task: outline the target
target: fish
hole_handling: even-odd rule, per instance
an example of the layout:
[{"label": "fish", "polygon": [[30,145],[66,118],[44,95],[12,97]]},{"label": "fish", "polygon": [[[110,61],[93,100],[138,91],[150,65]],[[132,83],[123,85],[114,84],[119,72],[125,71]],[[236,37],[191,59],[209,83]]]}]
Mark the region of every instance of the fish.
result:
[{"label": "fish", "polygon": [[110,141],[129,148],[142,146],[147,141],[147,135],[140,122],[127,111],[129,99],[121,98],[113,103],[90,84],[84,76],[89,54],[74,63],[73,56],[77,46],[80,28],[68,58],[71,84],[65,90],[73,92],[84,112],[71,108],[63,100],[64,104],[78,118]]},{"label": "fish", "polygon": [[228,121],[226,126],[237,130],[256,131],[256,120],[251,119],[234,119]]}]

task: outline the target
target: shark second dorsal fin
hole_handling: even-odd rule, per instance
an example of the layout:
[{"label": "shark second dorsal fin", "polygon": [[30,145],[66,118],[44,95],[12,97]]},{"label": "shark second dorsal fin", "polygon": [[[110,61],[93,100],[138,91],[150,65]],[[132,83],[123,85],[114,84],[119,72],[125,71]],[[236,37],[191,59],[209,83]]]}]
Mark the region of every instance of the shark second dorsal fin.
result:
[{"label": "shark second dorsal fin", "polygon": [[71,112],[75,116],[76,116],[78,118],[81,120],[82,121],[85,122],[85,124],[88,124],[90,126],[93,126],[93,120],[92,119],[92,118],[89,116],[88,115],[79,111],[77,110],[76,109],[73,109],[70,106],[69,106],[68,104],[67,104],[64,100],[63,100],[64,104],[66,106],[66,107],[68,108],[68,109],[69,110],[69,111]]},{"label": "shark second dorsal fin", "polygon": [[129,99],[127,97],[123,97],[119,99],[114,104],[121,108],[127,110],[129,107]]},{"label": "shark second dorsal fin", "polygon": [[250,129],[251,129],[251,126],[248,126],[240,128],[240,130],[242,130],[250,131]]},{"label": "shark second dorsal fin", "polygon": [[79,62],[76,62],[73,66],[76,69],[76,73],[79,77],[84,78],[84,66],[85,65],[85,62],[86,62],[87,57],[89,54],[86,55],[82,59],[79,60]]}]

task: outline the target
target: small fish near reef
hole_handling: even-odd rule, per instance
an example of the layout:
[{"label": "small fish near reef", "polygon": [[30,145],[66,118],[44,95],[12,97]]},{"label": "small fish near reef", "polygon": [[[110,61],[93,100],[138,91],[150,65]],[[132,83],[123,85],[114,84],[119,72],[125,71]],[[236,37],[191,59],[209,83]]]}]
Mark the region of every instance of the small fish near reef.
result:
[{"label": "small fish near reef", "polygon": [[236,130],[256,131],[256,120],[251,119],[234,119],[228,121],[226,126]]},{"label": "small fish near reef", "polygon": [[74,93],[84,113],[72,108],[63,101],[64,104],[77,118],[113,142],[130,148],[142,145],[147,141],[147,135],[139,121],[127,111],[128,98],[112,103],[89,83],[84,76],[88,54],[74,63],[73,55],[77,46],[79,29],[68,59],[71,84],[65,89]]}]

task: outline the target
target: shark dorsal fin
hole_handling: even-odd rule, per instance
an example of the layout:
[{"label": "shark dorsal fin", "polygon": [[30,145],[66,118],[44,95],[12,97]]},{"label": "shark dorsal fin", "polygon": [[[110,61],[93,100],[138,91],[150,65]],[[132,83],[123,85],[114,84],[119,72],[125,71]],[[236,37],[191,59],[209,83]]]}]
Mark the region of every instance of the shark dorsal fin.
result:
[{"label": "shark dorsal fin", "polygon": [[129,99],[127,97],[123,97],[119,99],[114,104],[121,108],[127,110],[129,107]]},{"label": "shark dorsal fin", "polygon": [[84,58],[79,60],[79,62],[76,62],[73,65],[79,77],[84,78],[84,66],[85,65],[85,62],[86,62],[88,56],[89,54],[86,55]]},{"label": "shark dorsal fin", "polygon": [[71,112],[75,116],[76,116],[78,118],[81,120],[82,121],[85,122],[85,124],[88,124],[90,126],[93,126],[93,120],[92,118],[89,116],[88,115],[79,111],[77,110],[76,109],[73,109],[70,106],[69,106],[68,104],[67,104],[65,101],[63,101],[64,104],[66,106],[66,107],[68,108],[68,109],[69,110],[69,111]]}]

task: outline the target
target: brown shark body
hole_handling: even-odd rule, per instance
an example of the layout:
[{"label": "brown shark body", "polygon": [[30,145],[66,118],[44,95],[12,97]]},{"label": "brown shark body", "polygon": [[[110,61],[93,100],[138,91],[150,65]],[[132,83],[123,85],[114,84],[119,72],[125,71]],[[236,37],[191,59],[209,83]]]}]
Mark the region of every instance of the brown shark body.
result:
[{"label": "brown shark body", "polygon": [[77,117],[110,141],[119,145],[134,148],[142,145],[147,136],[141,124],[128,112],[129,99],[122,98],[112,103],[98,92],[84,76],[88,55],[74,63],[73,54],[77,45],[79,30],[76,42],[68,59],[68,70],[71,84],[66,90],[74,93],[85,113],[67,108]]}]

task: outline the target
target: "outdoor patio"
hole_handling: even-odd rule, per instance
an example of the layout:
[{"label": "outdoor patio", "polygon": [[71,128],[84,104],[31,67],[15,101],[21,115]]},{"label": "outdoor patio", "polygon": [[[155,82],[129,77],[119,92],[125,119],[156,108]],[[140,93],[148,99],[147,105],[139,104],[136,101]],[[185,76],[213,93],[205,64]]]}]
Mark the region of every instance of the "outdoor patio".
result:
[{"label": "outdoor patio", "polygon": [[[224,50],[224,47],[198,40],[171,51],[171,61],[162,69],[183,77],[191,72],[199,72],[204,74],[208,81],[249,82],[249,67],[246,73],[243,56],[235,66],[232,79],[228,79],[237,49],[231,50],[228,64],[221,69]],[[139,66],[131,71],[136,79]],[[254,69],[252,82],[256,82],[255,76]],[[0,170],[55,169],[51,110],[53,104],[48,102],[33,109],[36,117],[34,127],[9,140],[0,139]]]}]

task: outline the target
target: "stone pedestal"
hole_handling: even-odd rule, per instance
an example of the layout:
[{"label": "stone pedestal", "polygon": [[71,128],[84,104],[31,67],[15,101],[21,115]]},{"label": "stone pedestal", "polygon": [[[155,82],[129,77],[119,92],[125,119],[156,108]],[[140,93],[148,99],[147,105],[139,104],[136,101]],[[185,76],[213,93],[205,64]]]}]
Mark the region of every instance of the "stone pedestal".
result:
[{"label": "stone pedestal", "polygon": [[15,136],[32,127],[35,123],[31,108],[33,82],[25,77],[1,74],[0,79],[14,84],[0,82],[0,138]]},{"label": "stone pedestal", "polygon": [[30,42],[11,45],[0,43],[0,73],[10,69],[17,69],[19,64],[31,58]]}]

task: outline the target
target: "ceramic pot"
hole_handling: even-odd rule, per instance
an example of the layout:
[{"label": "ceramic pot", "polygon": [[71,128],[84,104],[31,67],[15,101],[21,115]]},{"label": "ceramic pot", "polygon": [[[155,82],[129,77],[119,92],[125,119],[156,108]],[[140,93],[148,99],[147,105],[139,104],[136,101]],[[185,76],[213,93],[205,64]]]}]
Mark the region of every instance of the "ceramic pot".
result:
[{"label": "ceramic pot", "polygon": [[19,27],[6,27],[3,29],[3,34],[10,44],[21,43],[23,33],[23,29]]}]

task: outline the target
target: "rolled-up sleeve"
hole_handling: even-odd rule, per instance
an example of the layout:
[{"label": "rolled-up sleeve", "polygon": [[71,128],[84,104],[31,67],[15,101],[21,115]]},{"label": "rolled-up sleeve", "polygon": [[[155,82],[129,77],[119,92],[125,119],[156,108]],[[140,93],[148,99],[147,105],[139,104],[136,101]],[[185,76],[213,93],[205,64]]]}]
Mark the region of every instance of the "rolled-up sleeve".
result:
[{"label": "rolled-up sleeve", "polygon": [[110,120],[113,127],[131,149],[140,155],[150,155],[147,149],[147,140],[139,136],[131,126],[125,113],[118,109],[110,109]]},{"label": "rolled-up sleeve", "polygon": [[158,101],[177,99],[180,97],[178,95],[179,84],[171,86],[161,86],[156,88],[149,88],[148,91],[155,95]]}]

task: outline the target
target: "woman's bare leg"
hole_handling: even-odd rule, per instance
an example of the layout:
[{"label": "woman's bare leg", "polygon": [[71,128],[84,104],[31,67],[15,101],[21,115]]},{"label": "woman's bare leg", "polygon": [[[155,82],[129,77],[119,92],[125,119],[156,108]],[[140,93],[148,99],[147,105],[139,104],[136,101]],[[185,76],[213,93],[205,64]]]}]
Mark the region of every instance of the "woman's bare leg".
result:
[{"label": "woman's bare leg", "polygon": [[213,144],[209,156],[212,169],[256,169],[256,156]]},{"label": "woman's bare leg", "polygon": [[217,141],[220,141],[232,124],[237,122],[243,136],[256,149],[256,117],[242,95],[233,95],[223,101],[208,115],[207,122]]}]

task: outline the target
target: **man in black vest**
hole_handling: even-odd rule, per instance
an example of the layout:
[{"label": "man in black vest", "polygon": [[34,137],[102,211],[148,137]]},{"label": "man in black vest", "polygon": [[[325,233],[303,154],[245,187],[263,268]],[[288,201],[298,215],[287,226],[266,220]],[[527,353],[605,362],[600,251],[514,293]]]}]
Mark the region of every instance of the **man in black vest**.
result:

**Given problem**
Identify every line above that contains the string "woman", matching case exactly, and copy each such line.

**Right answer**
target: "woman's bare leg"
[{"label": "woman's bare leg", "polygon": [[71,128],[84,104],[31,67],[15,101],[21,115]]},{"label": "woman's bare leg", "polygon": [[[155,82],[129,77],[119,92],[125,119],[156,108]],[[140,93],[148,99],[147,105],[139,104],[136,101]],[[185,76],[213,93],[205,64]]]}]
Mark the region of every instance of the "woman's bare leg".
[{"label": "woman's bare leg", "polygon": [[213,144],[209,156],[212,169],[256,169],[256,156]]},{"label": "woman's bare leg", "polygon": [[217,141],[220,141],[232,124],[237,122],[243,136],[256,149],[256,117],[242,95],[233,95],[223,101],[208,115],[207,122]]}]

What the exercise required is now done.